DÉFI: Reproduisez intégralement le document source ci-dessous, sans y apporter la moindre modification.

DOCUMENT SOURCE:
══════
Par Émilie Furlotte

Au tout début du confinement, lors de ma virée de secours à la librairie (vous savez ce dernier samedi avant que tout ne ferme pour de bon?), en faisant mes provisions littéraires j’ai été attirée par cette belle brique aux couleurs vives et à l’infographie superbe. C’est comme ça que le roman L’éblouissante lumière des deux étoiles rouges s’est ramassé entre mes mains. Je ne l’ai vraiment pas regretté!
══════
Éléments issus d'une source de données:
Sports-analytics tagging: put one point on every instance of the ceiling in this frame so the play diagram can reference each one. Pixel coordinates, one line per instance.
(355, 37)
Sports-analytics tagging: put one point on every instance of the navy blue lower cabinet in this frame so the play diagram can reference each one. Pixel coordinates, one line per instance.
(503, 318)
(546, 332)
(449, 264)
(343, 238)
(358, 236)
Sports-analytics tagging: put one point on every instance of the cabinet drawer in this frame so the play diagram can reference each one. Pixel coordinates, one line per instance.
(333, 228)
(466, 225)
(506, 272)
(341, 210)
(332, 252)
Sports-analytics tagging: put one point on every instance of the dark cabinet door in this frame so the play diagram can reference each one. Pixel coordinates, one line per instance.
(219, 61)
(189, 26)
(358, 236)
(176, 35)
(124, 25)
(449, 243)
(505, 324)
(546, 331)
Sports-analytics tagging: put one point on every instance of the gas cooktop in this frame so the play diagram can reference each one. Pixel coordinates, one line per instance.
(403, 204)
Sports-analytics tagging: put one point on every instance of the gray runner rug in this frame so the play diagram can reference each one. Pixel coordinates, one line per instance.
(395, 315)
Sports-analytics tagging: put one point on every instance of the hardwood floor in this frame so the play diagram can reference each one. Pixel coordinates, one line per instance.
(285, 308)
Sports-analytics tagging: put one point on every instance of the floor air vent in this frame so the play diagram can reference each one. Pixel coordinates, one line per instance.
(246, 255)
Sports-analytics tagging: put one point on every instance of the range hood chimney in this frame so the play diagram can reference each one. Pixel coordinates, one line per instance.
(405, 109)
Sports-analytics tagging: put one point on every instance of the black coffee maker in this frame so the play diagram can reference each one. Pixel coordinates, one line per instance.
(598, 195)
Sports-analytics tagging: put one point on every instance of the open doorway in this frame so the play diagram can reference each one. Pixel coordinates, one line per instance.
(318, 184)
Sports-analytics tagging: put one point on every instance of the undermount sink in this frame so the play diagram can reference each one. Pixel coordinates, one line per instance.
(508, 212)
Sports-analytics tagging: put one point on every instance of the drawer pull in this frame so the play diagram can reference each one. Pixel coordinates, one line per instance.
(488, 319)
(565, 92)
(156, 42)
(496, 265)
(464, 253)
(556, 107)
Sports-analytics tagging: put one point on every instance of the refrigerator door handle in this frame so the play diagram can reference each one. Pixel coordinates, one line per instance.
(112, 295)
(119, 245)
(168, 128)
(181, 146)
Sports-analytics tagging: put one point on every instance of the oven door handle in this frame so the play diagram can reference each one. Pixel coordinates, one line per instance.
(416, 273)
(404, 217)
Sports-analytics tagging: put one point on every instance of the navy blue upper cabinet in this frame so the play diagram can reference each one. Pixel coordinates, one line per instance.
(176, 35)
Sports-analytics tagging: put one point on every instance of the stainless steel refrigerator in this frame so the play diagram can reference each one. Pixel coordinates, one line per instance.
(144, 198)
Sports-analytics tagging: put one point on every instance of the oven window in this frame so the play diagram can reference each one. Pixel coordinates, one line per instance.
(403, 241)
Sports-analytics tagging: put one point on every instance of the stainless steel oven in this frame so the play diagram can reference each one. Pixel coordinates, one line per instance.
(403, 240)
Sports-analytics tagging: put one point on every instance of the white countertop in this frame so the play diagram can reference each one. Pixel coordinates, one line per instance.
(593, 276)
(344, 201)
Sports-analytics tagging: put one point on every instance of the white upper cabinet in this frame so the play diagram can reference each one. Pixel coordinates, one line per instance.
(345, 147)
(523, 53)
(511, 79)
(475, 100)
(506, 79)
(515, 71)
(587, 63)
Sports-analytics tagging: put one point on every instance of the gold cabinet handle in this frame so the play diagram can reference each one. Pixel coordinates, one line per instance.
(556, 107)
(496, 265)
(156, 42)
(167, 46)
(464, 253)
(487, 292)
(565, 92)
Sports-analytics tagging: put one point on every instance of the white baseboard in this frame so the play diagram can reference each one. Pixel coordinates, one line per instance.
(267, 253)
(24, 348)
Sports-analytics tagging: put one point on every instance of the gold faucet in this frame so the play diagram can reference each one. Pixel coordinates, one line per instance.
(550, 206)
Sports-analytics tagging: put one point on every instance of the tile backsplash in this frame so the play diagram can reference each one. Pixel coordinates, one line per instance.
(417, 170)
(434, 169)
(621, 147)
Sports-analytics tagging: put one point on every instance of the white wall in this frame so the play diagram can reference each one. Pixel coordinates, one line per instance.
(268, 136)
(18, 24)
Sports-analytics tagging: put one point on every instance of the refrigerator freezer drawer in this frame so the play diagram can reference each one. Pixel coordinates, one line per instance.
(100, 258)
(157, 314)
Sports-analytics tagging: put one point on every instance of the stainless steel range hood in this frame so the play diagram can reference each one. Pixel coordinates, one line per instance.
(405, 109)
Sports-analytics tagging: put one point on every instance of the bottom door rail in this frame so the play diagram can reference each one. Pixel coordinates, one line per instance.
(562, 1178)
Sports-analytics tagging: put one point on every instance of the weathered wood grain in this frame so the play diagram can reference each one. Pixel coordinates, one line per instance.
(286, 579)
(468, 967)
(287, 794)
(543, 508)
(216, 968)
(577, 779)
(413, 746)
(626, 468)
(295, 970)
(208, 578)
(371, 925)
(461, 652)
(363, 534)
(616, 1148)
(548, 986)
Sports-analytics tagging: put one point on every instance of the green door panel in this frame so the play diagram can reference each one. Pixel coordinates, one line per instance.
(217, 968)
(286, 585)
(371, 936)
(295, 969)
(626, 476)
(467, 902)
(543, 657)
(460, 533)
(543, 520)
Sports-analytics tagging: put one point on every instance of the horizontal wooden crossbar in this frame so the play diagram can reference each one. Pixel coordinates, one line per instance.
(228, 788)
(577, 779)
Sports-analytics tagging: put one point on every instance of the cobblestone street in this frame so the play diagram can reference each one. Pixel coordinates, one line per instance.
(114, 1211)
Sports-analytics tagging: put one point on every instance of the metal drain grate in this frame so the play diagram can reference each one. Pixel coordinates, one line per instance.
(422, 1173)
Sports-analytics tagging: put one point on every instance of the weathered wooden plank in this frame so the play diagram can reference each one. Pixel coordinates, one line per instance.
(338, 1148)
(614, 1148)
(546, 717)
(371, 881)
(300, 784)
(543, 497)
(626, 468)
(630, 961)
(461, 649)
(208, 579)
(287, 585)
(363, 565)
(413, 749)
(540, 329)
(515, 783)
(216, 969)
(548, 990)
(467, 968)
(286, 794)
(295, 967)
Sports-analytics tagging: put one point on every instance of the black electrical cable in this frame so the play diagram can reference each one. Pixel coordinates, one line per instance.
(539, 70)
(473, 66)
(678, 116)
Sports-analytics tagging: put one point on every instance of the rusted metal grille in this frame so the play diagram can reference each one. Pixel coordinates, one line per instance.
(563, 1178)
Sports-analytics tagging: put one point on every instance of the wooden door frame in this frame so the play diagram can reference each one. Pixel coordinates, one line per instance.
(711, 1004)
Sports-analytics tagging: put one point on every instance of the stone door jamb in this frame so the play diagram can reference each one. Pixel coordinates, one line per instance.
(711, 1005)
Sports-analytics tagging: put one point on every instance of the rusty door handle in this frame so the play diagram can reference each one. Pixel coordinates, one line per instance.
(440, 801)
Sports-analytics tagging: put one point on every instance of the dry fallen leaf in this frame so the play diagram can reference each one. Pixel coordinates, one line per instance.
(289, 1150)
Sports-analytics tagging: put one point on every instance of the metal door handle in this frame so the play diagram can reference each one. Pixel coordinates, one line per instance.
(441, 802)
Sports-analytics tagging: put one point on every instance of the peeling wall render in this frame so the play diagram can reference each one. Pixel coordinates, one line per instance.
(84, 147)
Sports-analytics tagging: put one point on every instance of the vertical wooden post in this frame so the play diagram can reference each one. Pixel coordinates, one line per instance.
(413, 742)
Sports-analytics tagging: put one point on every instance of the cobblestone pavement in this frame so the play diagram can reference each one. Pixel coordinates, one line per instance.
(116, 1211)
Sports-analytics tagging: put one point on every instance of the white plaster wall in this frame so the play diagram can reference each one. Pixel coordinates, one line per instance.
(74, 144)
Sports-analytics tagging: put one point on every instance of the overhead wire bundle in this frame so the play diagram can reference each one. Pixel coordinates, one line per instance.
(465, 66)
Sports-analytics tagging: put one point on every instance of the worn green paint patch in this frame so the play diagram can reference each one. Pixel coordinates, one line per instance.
══════
EXERCICE TERMINÉ:
Par Émilie Furlotte

Au tout début du confinement, lors de ma virée de secours à la librairie (vous savez ce dernier samedi avant que tout ne ferme pour de bon?), en faisant mes provisions littéraires j’ai été attirée par cette belle brique aux couleurs vives et à l’infographie superbe. C’est comme ça que le roman L’éblouissante lumière des deux étoiles rouges s’est ramassé entre mes mains. Je ne l’ai vraiment pas regretté!